Write out the entries below exactly, from the first line to the one with "Target: tree", both ends included.

Collection entries:
━━━━━━━━
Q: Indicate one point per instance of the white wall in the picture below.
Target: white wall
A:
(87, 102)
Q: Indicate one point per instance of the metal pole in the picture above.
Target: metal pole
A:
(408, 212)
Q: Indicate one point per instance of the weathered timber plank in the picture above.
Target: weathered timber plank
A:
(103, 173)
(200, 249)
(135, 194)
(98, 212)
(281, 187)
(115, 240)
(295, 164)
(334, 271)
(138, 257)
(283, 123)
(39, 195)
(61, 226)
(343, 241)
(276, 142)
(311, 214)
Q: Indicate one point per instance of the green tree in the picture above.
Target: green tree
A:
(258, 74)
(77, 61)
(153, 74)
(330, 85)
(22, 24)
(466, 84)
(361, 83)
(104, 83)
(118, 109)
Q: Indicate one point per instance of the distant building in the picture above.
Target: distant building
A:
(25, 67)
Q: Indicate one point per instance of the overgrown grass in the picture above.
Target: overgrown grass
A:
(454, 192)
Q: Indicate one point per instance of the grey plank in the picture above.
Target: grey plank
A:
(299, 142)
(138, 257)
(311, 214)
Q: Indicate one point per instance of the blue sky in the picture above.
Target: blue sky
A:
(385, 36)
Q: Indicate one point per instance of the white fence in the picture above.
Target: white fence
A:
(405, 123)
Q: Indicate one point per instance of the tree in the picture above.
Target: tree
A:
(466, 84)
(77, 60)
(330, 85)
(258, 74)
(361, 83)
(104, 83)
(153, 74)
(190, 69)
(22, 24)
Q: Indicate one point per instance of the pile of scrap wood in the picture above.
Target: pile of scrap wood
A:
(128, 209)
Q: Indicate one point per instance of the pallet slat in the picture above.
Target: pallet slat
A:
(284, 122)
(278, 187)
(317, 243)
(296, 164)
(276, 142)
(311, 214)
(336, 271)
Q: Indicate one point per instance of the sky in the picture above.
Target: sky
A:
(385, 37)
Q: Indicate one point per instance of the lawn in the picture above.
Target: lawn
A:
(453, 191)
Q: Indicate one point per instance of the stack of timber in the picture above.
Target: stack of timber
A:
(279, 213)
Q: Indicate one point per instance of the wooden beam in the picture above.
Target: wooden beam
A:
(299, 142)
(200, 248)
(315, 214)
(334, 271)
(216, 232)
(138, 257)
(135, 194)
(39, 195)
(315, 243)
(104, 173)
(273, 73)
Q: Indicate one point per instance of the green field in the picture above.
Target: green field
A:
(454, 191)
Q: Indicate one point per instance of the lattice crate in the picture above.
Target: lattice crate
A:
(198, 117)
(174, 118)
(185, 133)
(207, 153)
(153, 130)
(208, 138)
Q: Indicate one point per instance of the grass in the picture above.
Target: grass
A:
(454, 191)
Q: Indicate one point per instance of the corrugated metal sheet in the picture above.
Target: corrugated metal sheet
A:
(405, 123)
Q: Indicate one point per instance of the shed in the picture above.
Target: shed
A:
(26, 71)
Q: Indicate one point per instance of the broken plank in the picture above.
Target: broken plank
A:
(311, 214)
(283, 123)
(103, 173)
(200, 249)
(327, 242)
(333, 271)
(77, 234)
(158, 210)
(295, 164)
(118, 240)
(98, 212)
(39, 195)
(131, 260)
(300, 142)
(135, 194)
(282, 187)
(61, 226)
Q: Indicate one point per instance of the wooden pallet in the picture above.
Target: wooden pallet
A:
━━━━━━━━
## Reply
Q: Indicate one point per instance of the white wall in the picture below.
Target: white wall
A:
(87, 102)
Q: Indicate one point per instance of the metal pole in the picture above.
Target: metal pole
A:
(408, 212)
Q: Indicate one point per instance of the weathered timber plank in the picture above.
Target: weathered timber plank
A:
(103, 173)
(200, 249)
(135, 194)
(98, 212)
(281, 187)
(115, 240)
(295, 164)
(334, 271)
(138, 257)
(283, 123)
(39, 195)
(61, 226)
(343, 241)
(276, 142)
(311, 214)
Q: Indicate one point per instance of the green tree in the picture above.
Target: green tree
A:
(258, 74)
(77, 61)
(153, 74)
(330, 85)
(22, 24)
(466, 84)
(361, 83)
(104, 83)
(118, 109)
Q: Indicate one point per instance of the distant building in the picture above.
Target: distant building
A:
(25, 67)
Q: Indicate one point per instance of the overgrown grass in the picture above.
Target: overgrown grass
A:
(454, 192)
Q: Indicate one point per instance of the grey plank in the picture above.
Target: grey plank
A:
(299, 142)
(138, 257)
(311, 214)
Q: Indicate one point per instance of the blue sky in the picture above.
Target: blue sky
A:
(385, 36)
Q: Indicate one point per instance of the white fence in the picture above.
Target: white fence
A:
(405, 123)
Q: Indicate one point per instance of the tree in the picture above.
Target: tree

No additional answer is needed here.